**EXTRACT TO READ**

* Begin *

Llama-3 is a family of models developed by Meta and described in The Llama-3 Herd of Models (arxiv.org). Its largest form, Llama-3.1 405b, may be considered a frontier model.
Llama-3 is a dense transformer that is a bigger and better-trained version of the previous Llama-2 model. Compared to that model,
- They trained on more, higher-quality data (15.6 trillion tokens vs. 1.8 trillion for Llama 2)
- They trained more, using 2,048 nodes1 on Meta’s H100 RoCE cluster and cranking through ops total in bfloat16.
Of note though, Llama-3 uses Grouped-Query Attention (GQA) instead of multi-head attention to reduce the number of key and value tensors, reducing computation requirements and memory footprint.2 They deliberately did not use mixture of experts. They also used a significantly larger (128K) vocabulary size which allowed them to train Llama-3 as a multilingual model.
Oxen.ai has a great summary of the paper.3 In brief, the paper has:
- A good explanation of how they cleaned their training data.

* End *

**MATERIAL**
* Begin *

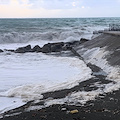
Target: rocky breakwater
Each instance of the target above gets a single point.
(49, 47)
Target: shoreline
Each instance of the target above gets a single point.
(105, 106)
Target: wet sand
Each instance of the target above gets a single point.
(104, 107)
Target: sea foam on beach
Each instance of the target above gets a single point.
(24, 77)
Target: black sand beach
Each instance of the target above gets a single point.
(104, 107)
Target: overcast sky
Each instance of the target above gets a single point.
(59, 8)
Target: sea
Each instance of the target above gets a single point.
(24, 77)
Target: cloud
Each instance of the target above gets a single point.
(58, 8)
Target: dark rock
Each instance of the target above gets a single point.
(23, 49)
(57, 47)
(73, 43)
(46, 48)
(10, 50)
(52, 47)
(1, 50)
(37, 48)
(82, 40)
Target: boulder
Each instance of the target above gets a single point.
(9, 50)
(82, 40)
(24, 49)
(1, 50)
(73, 43)
(37, 48)
(46, 48)
(57, 47)
(53, 47)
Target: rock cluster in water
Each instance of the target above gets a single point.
(49, 47)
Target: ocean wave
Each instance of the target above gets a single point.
(60, 35)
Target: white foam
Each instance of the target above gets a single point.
(27, 76)
(97, 56)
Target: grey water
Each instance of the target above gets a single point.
(51, 29)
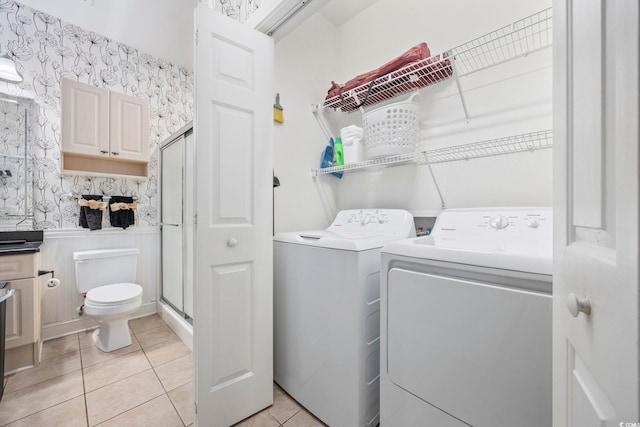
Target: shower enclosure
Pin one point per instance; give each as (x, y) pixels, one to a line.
(177, 221)
(16, 163)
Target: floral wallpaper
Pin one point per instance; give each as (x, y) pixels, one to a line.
(46, 50)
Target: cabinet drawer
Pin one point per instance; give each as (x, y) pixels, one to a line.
(17, 267)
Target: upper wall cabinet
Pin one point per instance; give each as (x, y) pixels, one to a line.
(103, 132)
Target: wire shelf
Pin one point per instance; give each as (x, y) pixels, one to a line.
(512, 41)
(512, 144)
(411, 77)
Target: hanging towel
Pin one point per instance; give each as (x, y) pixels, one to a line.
(121, 211)
(91, 207)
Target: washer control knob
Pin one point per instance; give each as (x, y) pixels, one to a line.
(499, 222)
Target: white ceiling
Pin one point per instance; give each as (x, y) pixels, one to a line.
(340, 11)
(162, 28)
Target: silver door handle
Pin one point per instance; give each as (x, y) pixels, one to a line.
(577, 305)
(6, 293)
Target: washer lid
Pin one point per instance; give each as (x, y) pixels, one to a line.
(117, 293)
(518, 239)
(357, 230)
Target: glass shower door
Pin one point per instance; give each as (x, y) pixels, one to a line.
(171, 227)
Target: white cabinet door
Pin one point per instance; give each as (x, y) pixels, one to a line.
(233, 320)
(85, 119)
(129, 127)
(596, 217)
(22, 314)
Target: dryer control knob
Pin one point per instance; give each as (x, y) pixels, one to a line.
(499, 222)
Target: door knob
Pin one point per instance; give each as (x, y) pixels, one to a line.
(577, 305)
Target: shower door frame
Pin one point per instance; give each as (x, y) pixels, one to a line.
(179, 137)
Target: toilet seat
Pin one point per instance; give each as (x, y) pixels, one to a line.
(114, 294)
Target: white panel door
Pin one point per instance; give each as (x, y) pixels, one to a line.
(85, 119)
(596, 157)
(233, 326)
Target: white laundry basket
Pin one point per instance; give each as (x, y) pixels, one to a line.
(392, 129)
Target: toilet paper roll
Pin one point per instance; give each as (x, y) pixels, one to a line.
(52, 284)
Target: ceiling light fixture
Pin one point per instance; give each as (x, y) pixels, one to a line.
(9, 71)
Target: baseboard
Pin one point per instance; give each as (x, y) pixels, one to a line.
(180, 326)
(56, 330)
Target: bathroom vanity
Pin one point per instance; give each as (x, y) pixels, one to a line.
(19, 265)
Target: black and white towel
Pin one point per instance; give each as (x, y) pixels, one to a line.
(91, 207)
(121, 211)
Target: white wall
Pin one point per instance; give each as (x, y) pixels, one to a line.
(60, 314)
(505, 100)
(303, 61)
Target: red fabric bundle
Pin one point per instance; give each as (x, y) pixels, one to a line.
(411, 70)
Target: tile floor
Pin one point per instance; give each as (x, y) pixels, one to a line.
(148, 383)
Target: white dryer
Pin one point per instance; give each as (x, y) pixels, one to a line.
(466, 322)
(327, 313)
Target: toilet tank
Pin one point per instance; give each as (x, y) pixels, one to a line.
(104, 267)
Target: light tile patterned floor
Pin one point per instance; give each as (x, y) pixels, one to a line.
(149, 383)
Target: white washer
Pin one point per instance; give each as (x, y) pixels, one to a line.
(327, 313)
(466, 322)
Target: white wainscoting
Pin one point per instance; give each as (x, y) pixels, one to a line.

* End *

**REQUIRED ACTIONS**
a: According to the Llama-3 overview, what attention mechanism does Llama-3 use in place of multi-head attention?
b: Quote the stretch of the Llama-3 overview from "- They trained more, using" through "their training data.".

**ANSWERS GIVEN**
a: Grouped-Query Attention (GQA).

b:
- They trained more, using 2,048 nodes1 on Meta’s H100 RoCE cluster and cranking through ops total in bfloat16.
Of note though, Llama-3 uses Grouped-Query Attention (GQA) instead of multi-head attention to reduce the number of key and value tensors, reducing computation requirements and memory footprint.2 They deliberately did not use mixture of experts. They also used a significantly larger (128K) vocabulary size which allowed them to train Llama-3 as a multilingual model.
Oxen.ai has a great summary of the paper.3 In brief, the paper has:
- A good explanation of how they cleaned their training data.